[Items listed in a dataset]
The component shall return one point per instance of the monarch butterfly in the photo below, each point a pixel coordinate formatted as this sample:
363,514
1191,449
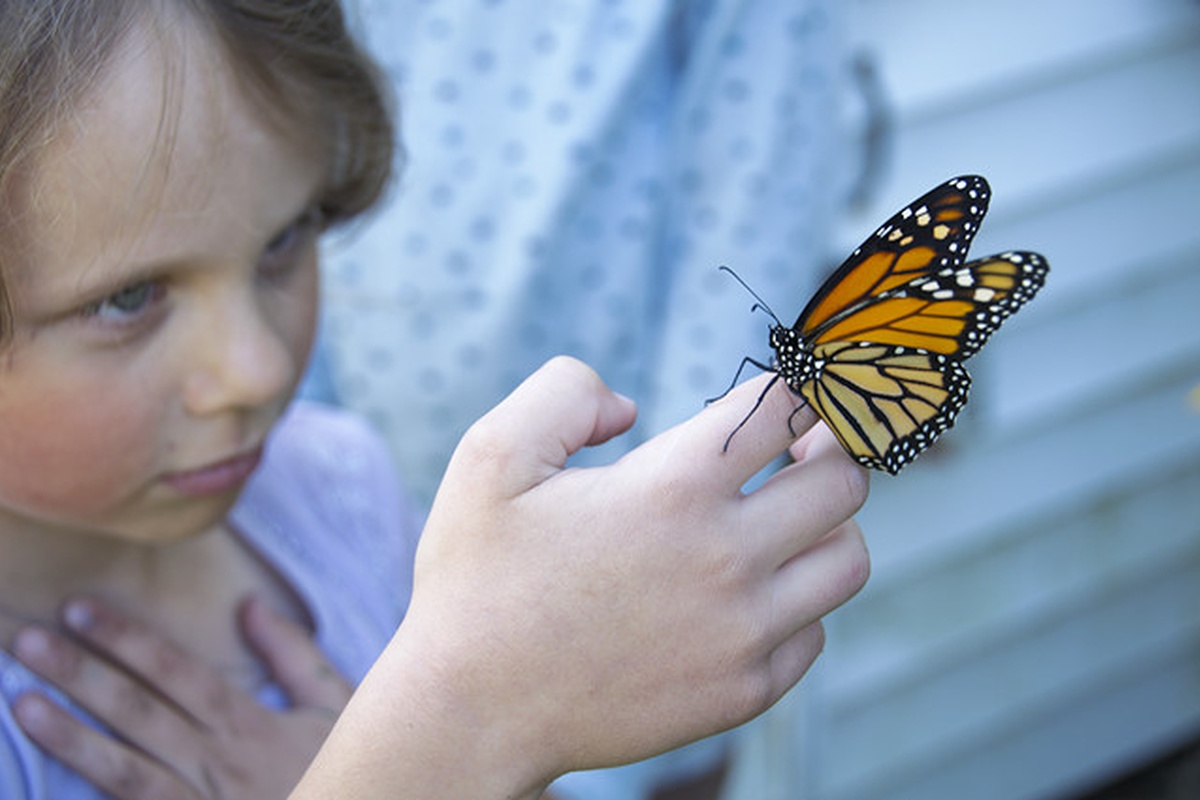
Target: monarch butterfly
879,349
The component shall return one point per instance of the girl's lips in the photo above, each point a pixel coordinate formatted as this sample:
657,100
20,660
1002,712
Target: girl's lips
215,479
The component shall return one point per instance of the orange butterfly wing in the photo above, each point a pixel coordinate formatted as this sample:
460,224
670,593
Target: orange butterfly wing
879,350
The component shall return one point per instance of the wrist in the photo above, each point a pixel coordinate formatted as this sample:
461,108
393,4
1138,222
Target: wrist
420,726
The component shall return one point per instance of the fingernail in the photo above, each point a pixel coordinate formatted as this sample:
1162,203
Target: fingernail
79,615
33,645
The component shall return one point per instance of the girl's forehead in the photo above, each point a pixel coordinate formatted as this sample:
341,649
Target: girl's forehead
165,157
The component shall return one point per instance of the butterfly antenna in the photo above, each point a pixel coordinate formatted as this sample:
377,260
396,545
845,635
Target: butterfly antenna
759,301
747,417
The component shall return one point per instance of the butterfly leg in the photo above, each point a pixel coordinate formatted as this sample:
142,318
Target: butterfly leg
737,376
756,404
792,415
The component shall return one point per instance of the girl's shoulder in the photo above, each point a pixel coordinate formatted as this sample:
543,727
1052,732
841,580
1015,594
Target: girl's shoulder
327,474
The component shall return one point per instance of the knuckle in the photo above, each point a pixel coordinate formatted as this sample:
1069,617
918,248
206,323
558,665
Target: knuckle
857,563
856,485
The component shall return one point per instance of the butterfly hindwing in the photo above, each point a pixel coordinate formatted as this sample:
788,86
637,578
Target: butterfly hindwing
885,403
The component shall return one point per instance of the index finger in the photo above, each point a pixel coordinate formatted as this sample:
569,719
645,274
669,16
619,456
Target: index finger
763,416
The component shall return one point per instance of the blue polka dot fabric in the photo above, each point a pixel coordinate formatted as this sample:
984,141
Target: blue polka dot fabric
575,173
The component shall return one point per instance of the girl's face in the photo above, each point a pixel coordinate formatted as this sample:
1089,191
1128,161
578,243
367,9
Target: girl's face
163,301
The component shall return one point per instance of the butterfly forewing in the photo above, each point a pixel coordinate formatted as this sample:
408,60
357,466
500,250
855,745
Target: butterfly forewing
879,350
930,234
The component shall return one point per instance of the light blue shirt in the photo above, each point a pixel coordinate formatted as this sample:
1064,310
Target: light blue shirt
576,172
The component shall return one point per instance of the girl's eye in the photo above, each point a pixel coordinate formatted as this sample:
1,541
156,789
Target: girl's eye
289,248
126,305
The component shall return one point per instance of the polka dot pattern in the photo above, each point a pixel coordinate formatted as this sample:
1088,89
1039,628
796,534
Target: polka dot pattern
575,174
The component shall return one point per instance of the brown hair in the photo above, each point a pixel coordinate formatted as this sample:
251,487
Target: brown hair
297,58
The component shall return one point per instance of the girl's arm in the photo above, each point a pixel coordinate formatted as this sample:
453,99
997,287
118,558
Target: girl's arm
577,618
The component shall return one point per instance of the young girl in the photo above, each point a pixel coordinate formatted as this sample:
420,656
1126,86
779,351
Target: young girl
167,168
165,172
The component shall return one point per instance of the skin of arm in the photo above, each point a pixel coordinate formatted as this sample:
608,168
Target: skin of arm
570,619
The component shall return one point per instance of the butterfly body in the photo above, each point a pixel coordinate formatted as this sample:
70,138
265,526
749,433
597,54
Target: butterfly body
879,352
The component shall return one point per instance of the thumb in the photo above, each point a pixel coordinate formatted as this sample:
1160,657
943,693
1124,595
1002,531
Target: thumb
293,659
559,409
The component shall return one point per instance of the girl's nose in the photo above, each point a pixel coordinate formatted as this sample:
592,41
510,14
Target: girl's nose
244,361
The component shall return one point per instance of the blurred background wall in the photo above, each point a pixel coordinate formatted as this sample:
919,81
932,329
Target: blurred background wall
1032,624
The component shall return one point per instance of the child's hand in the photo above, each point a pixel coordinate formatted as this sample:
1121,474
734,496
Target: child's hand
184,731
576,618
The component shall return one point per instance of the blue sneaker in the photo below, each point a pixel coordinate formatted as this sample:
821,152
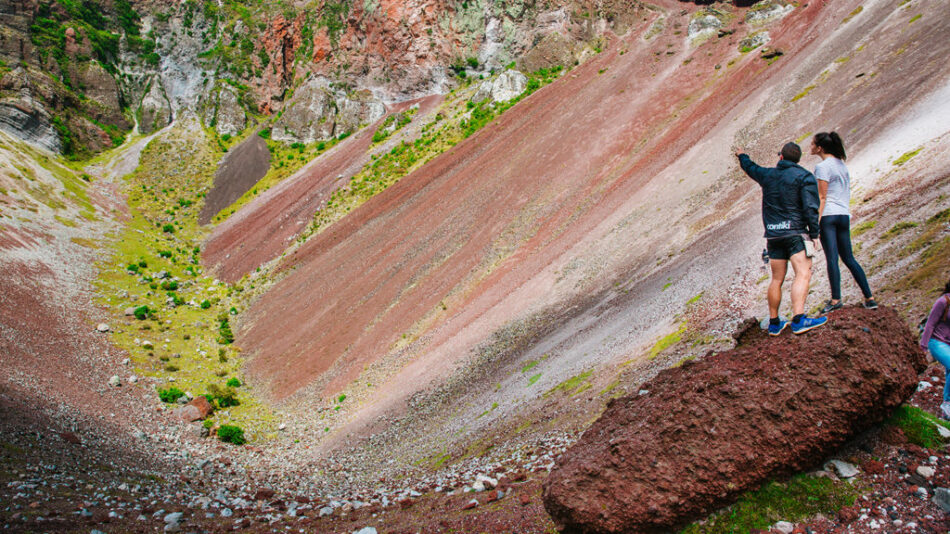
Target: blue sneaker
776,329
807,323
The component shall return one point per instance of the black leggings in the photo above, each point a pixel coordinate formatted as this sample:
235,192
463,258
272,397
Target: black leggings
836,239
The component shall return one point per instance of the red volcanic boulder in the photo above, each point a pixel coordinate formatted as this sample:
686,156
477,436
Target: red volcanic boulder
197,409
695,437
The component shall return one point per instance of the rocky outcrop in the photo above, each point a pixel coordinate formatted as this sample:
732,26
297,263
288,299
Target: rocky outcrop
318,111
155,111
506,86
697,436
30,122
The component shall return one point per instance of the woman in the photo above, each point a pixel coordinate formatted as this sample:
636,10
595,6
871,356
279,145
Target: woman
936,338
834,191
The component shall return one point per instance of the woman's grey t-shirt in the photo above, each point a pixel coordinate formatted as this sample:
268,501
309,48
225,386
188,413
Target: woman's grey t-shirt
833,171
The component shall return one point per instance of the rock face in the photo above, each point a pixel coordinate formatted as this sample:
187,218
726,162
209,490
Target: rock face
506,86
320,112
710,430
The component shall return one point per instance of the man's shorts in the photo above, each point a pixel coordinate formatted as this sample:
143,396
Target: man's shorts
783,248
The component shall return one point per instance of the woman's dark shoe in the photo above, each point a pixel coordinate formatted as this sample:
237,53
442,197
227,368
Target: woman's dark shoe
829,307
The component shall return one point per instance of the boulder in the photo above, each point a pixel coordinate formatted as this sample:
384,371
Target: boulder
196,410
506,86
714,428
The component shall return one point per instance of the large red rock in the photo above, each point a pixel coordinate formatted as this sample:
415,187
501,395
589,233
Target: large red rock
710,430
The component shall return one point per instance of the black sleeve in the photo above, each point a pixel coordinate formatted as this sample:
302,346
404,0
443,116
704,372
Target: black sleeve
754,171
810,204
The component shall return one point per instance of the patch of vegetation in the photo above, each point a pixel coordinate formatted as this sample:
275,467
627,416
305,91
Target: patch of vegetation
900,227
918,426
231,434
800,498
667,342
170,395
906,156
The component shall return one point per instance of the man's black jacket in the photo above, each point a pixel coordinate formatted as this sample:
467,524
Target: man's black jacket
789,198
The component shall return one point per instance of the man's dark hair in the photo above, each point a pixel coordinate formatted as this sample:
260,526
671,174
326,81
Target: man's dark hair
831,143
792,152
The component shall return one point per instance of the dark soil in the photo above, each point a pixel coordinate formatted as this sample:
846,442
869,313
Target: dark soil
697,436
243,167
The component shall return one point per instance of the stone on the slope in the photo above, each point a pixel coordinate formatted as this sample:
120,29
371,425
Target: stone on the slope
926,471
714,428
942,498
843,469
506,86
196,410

**What is expected**
Find the lines in the records above that hold the word "below", and give only how many there are.

**Answer to the exercise**
2